Я не знаю, каким, с точки зрения искусствоведов, был ленкомовский период Эфроса — «розовым», «голубым» или каким-то еще. Но он был уже вторым (после Детского театра). Третьим стала Малая Бронная и последним — трагическая по итогу Таганка. (Мне кажется, что переходы Эфроса из театра в театр заставляли его фактически начинать заново и отбрасывали на некоторое время назад.) Я попал во второй и чуть-чуть в третий период. Работал все годы у Эфроса в Ленкоме, а потом группа в количестве десяти человек, и я в том числе, стройной ротой перешла по Тверскому бульвару с улицы Чехова на Малую Бронную.

Меня часто спрашивали, и я знаю — не только меня: «Как вы могли уйти от Эфроса?» Это вообще тема отдельная и {65} очень серьезная. Я действительно ушел из Театра на Бронной, проработав там три сезона, в Театр Сатиры, и сразу начались разговоры: он предал, он не понимает и т. д. В театральной среде такие разговоры естественны. Но они очень субъективны и лишь поверхностно отражают существо взаимоотношений большого художника с актерами. Это сложнейшая проблема. Недаром во всем мире практикуется приглашение актера на одну роль, на один спектакль — у нас тоже начали использовать эту практику.

Эфрос занимался режиссурой круглые сутки. Он никогда не «отключался». Я говорю это совершенно ответственно, так как знал его очень близко. Даже во время застолья он, человек непьющий, думал только о работе. В процессе работы он влюблялся в актера или актрису и только потом — в мужчину или женщину. При такой плотности взаимоотношений с материалом, — а актер именно материал, как глина для скульптора, — даже если этот материал самого высокого качества, он рано или поздно начинает надоедать и раздражать. Это идет не от ума, это физиологическое свойство — ничего уж тут не поделаешь. Хочется другой кусок глины. Пусть хуже, но другой, новой. Когда режиссер из года в год, двенадцать лет работает с одним актером — это, с одной стороны, замечательно, так как проще понимать друг друга, но и очень трудно — настолько все знакомо, что начинаешь физически задыхаться от однообразной стабильности взаимоотношений. И невольно хочешь меньшей стабильности и новых впечатлений.

Я думаю, что все трагические разрывы Эфроса с актерами из-за этого. Это было главным и, по сути, — неразрешимым, все остальное — просто мелочи бытовых взаимоотношений. Когда я читаю противоположные мнения об Анатолии Васильевиче, о том, как он предавал актеров или, наоборот, — никогда не предавал, а предавали именно они, я думаю, что истина тут посередине. На каждом конкретном материале ему нужен был соответствующий «кусок глины». Часто — новый. Это бывало обидно, но — понятно.

Что касается начала нашей совместной театральной жизни, сейчас ленкомовский период вспоминается как абсолютно счастливый. Потому что Эфрос был молодой, сильный и долгое время не замечал никаких «подводных» течений. Было только творчество. Были знаменитые по левизне и труднопроходимости спектакли. Был дух борьбы и опасности. И это {66} давало нам, как ни странно, творческие импульсы. И нам верилось — возникает Театр.

**Записи данных:**
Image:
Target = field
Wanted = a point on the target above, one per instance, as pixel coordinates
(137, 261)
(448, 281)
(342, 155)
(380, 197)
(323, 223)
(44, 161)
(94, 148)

**Описание задачи:**
Чем выбранный текст объясняет то, что ленкомовский период теперь вспоминается как абсолютно счастливый? Ответьте в одном–трех предложениях. Записи для этой работы не нужны.

**Результат упражнения:**
Эфрос тогда был молодым и сильным и долгое время не замечал никаких «подводных» течений. Поэтому было только творчество.